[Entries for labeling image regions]
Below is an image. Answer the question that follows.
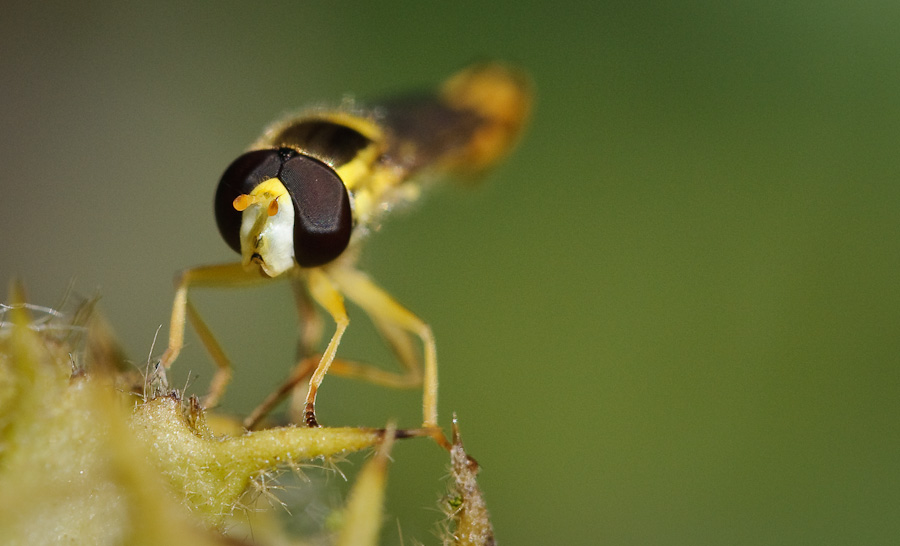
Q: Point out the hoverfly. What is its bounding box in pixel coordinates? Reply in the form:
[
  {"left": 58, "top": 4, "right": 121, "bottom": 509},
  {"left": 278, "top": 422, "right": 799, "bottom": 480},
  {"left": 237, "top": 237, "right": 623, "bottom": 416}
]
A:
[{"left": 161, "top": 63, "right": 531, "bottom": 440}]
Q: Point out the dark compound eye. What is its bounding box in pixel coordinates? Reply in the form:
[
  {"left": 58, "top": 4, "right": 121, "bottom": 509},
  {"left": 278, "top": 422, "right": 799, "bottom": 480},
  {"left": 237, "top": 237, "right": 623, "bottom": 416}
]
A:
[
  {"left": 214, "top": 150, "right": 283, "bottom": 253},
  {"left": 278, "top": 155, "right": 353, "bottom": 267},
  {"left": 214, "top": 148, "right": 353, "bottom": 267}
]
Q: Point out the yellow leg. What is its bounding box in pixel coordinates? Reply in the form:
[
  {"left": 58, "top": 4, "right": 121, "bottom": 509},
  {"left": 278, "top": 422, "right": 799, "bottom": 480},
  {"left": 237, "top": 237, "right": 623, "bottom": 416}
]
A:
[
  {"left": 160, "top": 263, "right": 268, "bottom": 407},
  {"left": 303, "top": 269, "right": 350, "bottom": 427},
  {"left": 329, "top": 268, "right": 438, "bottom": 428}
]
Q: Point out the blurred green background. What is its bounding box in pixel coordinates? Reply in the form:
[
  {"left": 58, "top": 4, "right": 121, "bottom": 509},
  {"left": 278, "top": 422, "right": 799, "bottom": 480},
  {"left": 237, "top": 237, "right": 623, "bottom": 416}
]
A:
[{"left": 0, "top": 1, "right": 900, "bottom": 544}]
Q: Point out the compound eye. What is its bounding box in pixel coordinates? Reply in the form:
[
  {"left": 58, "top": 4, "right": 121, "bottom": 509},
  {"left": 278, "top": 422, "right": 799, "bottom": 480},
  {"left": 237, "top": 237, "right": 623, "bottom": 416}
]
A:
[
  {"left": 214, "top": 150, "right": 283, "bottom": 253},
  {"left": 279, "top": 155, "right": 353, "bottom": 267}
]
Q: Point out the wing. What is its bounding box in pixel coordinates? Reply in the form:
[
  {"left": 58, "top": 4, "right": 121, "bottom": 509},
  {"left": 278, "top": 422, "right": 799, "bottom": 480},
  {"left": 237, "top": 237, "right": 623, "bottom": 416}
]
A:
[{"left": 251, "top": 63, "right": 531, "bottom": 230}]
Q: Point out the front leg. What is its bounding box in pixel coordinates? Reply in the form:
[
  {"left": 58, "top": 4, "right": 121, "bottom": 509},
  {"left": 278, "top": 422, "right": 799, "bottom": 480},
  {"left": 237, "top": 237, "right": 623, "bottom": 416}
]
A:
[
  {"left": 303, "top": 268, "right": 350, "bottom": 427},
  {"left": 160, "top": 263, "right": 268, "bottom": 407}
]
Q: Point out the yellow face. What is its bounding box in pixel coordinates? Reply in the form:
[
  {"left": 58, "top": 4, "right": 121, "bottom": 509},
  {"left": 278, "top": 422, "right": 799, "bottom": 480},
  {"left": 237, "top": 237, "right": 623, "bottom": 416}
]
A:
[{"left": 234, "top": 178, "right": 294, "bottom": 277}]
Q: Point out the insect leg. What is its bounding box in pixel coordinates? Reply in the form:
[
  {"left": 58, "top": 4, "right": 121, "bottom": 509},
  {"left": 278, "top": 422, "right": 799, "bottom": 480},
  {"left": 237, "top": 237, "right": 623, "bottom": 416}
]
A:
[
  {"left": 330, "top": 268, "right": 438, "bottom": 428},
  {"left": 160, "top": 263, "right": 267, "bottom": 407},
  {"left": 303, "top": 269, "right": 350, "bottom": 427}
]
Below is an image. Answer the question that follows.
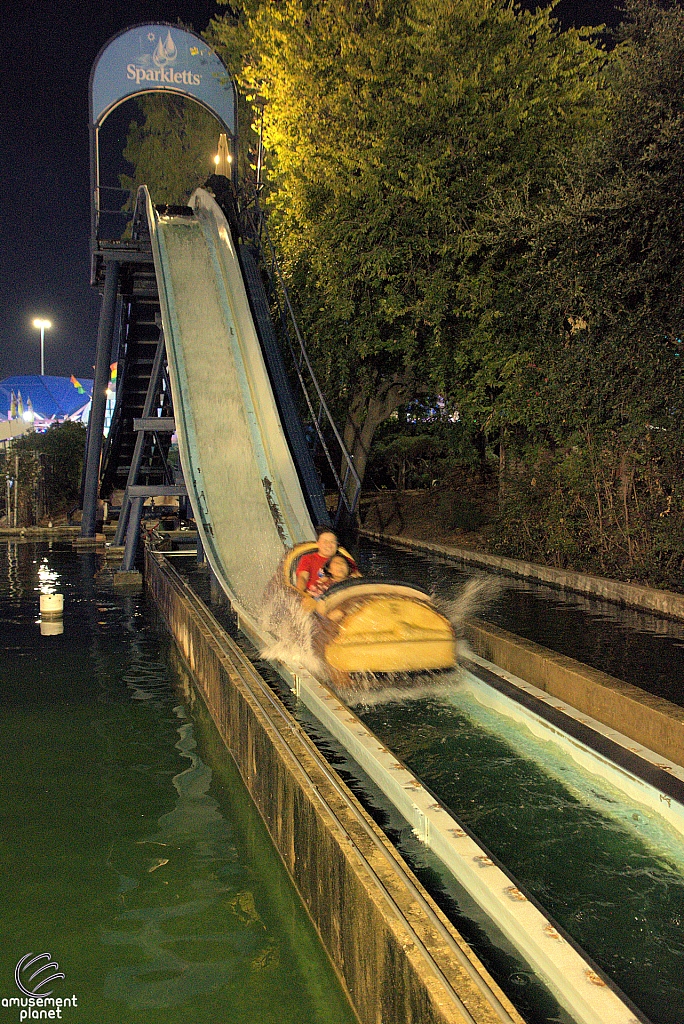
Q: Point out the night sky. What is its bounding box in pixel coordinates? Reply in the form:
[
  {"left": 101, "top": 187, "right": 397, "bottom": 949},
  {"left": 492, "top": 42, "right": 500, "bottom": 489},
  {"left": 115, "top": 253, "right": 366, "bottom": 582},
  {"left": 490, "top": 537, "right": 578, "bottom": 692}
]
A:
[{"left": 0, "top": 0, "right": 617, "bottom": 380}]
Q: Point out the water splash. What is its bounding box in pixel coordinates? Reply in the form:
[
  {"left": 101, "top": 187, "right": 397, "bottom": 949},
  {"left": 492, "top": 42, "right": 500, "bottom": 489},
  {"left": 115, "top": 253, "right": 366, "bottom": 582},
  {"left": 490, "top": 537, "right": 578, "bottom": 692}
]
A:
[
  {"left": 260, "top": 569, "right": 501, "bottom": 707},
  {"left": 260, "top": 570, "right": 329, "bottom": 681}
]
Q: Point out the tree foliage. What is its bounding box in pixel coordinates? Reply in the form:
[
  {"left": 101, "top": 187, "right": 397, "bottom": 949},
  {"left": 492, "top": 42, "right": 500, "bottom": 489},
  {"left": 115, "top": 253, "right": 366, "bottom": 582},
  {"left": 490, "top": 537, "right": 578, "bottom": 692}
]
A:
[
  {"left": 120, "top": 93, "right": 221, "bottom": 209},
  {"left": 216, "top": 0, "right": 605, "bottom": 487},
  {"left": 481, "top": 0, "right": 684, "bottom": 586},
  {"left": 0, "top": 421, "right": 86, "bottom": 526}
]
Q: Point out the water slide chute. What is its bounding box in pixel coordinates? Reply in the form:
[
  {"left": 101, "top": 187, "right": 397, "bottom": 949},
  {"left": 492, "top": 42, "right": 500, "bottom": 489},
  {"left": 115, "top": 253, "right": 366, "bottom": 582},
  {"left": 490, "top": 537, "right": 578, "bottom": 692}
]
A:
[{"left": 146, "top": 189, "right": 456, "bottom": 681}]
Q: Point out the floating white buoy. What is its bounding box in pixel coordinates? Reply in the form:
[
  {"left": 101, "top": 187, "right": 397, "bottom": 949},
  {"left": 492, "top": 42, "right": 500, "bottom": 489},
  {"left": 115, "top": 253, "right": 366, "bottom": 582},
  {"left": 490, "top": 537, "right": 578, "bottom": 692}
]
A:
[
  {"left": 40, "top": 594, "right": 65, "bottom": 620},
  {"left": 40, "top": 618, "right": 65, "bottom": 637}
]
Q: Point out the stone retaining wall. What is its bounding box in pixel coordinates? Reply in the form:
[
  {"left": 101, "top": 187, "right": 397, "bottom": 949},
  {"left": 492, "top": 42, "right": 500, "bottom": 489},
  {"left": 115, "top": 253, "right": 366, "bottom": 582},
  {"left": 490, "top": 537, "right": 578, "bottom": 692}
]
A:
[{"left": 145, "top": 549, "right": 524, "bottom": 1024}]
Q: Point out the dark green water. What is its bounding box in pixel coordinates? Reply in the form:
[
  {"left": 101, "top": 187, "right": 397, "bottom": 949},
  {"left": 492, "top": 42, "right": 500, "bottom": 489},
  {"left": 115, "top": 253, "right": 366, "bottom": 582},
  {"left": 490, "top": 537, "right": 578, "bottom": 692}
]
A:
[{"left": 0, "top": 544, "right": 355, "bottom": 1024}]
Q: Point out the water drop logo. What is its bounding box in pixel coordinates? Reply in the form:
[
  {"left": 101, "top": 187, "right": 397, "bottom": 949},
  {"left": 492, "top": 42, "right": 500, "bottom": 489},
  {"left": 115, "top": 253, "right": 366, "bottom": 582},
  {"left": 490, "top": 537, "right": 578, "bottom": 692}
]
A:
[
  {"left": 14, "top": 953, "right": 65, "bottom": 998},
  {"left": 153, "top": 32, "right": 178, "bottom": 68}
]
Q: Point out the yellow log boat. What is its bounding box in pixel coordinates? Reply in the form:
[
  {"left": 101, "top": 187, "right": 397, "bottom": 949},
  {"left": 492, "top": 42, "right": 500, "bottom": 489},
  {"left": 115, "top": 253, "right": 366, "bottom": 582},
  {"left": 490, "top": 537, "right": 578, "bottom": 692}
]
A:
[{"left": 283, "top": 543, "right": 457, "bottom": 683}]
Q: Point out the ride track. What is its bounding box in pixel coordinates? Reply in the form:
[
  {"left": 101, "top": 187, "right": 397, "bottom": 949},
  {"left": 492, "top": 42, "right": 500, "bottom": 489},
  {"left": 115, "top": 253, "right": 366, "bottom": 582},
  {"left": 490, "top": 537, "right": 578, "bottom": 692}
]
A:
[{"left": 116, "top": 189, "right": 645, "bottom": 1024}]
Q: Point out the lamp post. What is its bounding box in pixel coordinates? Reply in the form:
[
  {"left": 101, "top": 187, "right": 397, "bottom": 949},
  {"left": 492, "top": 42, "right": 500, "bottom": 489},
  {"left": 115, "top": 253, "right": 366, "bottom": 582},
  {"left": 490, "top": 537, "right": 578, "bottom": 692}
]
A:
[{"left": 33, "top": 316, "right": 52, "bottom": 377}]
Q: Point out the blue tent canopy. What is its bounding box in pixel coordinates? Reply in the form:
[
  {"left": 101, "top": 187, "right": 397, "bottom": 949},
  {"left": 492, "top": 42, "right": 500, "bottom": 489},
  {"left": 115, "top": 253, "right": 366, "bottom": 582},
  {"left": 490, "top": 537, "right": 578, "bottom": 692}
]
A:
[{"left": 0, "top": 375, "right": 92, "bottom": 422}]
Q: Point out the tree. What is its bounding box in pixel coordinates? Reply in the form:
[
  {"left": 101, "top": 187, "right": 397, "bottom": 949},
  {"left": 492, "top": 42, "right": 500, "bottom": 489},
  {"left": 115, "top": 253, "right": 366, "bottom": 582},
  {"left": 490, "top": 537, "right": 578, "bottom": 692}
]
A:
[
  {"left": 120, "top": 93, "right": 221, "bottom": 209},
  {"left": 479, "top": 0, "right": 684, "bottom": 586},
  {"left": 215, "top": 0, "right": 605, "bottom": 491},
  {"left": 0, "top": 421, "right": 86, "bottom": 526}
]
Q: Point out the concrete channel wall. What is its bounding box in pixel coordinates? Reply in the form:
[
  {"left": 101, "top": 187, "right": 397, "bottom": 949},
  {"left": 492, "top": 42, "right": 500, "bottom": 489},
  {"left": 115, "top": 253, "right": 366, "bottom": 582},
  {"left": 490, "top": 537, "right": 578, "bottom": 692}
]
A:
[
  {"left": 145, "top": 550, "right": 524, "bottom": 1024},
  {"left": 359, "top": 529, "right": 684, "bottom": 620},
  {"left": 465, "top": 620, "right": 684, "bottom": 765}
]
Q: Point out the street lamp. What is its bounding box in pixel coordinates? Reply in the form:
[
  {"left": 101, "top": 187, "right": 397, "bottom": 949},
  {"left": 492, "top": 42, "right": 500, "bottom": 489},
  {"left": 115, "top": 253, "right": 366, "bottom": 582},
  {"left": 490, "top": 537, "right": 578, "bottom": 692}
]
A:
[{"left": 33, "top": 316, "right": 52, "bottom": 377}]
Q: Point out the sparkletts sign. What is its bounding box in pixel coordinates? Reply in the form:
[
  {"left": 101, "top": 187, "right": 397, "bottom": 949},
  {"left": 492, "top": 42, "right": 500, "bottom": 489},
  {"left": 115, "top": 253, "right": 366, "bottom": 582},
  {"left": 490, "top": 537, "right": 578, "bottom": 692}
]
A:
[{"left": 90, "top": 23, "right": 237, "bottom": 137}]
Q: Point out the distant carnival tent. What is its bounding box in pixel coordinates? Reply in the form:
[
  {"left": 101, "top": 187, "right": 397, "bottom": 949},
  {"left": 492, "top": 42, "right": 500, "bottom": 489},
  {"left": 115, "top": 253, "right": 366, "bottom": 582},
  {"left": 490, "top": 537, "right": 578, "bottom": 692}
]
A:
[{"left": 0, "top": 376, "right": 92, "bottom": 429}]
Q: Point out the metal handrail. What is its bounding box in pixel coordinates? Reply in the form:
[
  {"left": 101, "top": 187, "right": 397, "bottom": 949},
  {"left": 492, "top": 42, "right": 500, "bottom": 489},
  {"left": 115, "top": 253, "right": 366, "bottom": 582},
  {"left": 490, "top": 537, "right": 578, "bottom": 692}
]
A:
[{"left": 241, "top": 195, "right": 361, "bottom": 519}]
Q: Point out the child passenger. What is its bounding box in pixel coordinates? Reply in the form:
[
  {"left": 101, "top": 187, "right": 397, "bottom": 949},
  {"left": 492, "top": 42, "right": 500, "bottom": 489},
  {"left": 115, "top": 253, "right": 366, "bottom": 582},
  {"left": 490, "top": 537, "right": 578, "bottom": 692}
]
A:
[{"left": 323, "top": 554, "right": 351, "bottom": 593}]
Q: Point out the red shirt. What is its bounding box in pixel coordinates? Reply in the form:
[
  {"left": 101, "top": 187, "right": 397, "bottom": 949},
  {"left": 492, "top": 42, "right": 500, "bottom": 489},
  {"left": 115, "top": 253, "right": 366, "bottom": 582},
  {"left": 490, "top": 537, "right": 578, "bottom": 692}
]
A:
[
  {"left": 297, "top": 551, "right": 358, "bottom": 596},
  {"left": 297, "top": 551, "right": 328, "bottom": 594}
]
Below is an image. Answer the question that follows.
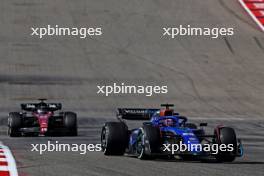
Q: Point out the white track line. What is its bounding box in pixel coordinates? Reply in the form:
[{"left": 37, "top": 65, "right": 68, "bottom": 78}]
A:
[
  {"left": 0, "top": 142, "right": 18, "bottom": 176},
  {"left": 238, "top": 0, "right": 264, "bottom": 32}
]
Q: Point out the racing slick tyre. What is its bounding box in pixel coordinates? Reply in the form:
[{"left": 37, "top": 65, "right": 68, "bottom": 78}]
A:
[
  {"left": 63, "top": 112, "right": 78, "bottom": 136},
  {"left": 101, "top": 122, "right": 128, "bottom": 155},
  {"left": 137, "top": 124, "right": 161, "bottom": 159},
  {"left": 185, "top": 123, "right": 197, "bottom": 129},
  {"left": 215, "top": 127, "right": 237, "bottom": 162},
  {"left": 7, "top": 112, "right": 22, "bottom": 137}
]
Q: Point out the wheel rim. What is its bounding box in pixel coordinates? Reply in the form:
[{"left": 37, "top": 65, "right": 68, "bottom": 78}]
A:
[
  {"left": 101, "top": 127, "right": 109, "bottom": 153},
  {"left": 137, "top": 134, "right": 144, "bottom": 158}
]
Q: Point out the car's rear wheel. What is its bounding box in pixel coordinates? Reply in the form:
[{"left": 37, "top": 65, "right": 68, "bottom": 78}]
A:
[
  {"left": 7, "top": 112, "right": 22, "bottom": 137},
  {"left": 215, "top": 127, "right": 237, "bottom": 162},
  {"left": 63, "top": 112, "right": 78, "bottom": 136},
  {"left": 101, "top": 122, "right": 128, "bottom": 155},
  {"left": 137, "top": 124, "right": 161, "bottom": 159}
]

### DESCRIPTION OF THE TASK
Reproduce the records word for word, beginning with the line that contains "Q: Point out the racing" and continuing through the end of the records.

### THE COMPLETED TASK
Q: Point out the racing slick tyre. What is its bounding box in pixel coordinates? Reply in the form:
[{"left": 37, "top": 65, "right": 68, "bottom": 78}]
A:
[
  {"left": 63, "top": 112, "right": 78, "bottom": 136},
  {"left": 101, "top": 122, "right": 128, "bottom": 155},
  {"left": 137, "top": 124, "right": 161, "bottom": 159},
  {"left": 185, "top": 123, "right": 197, "bottom": 129},
  {"left": 215, "top": 127, "right": 237, "bottom": 162},
  {"left": 7, "top": 112, "right": 22, "bottom": 137}
]
Q: Point out the wheel rim. What is its bounding box in pixel coordinates? Reply in the form:
[{"left": 37, "top": 65, "right": 68, "bottom": 78}]
A:
[
  {"left": 101, "top": 127, "right": 109, "bottom": 153},
  {"left": 137, "top": 134, "right": 144, "bottom": 158}
]
Q: Point out the car's rear wheel. What is its bounding box in pixel coordinates? Reply in the form:
[{"left": 37, "top": 65, "right": 68, "bottom": 78}]
A:
[
  {"left": 7, "top": 112, "right": 22, "bottom": 137},
  {"left": 215, "top": 127, "right": 237, "bottom": 162},
  {"left": 63, "top": 112, "right": 78, "bottom": 136},
  {"left": 101, "top": 122, "right": 128, "bottom": 155},
  {"left": 137, "top": 124, "right": 161, "bottom": 159}
]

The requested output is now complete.